====== Extrait fourni ======

Université Cheikh Anta Diop de Dakar : Chronique d’une tempête démographique en action
A la descente du bus, après quelques pas, l’Université Cheikh Anta Diop de Dakar… Un grand chantier, ouvert depuis quelques mois m’accueille devant la grande porte. Je réussis à le contourner-sinon à le franchir- pour me retrouver dans l’enceinte de l’établissement universitaire.
Ici, ce n’est pas Sanar, siège de l’Université Gaston Berger de Saint-Louis. C’est en effet en vain que je m’attendrais à voir nos vaches et chèvres, notre beau paysage dont le feuillage touffu des arbres vient couronner le tout. Point de talibés-mendiants aussi.
Un peu comme d’habitude, je récidive sur le vocabulaire. Les Universités de Dakar et de Saint-Louis ne partagent pas les mêmes dénominations quant à l’appellation des locaux et de tout ce qui renvoie au volet pédagogique. Arrivé, je demande- si ma mémoire ne me trahit pas- le village H. Drôle ! Les étudiants dakarois ne parlent pas de « village », mais plutôt de « pavillon ».Arrivé là où on garde les clefs des chambres universitaires, je demande la « conciergerie », drôle encore puisqu’on parle ici de « casier ». Devant toutes ces nouveautés auxquelles il me faut immédiatement m’accommoder de crainte de passer pour un Martien, je dus me convertir.
Sur le campus de l’Université Cheikh Anta Diop, la vie n’est pas des plus aisées. Il faut absolument présenter sa carte d’étudiant pour entrer dans les restaurants. C’est pourquoi, fait bien connu ici : quand on perd sa carte, elle est immédiatement récupérée par d’autres qui la façonnent à leur identité. Difficile sinon impossible comme à Saint-Louis de reconnaitre les étudiants qui arrivent de partout. Conséquence logique : de monstrueuses files indiennes pour accéder à la restauration sous le contrôle austère des gardes à la porte.

======

> Travail demandé
[1] Dans l'extrait fourni, recopiez le passage allant de « Sur le campus » à « à la porte. » en remplaçant « gardes » par « vigiles ».
[2] D'après l'extrait fourni, quel mot les étudiants dakarois emploient-ils pour désigner l'endroit où l'on garde les clefs des chambres universitaires ?
[3] Résumez plus brièvement le paragraphe de l'extrait fourni qui commence par « Sur le campus de l’Université Cheikh Anta Diop » en conservant ses faits principaux.

====== Entrées ======

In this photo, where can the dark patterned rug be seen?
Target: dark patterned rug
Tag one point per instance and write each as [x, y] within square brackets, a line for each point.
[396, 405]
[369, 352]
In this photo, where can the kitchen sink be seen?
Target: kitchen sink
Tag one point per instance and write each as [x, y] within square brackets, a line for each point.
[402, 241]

======

> Corrigé
[1]
Sur le campus de l’Université Cheikh Anta Diop, la vie n’est pas des plus aisées. Il faut absolument présenter sa carte d’étudiant pour entrer dans les restaurants. C’est pourquoi, fait bien connu ici : quand on perd sa carte, elle est immédiatement récupérée par d’autres qui la façonnent à leur identité. Difficile sinon impossible comme à Saint-Louis de reconnaitre les étudiants qui arrivent de partout. Conséquence logique : de monstrueuses files indiennes pour accéder à la restauration sous le contrôle austère des vigiles à la porte.

[2] Ils parlent de « casier ».

[3] Sur le campus de l’Université Cheikh Anta Diop, la vie est difficile. La carte d'étudiant est obligatoire pour entrer dans les restaurants, et une carte perdue est aussitôt récupérée par d'autres, qui l'adaptent à leur identité. Il est difficile, voire impossible, de reconnaître les étudiants venus de partout. Il en résulte d'énormes files d'attente devant la restauration, sous le contrôle sévère des gardes à la porte.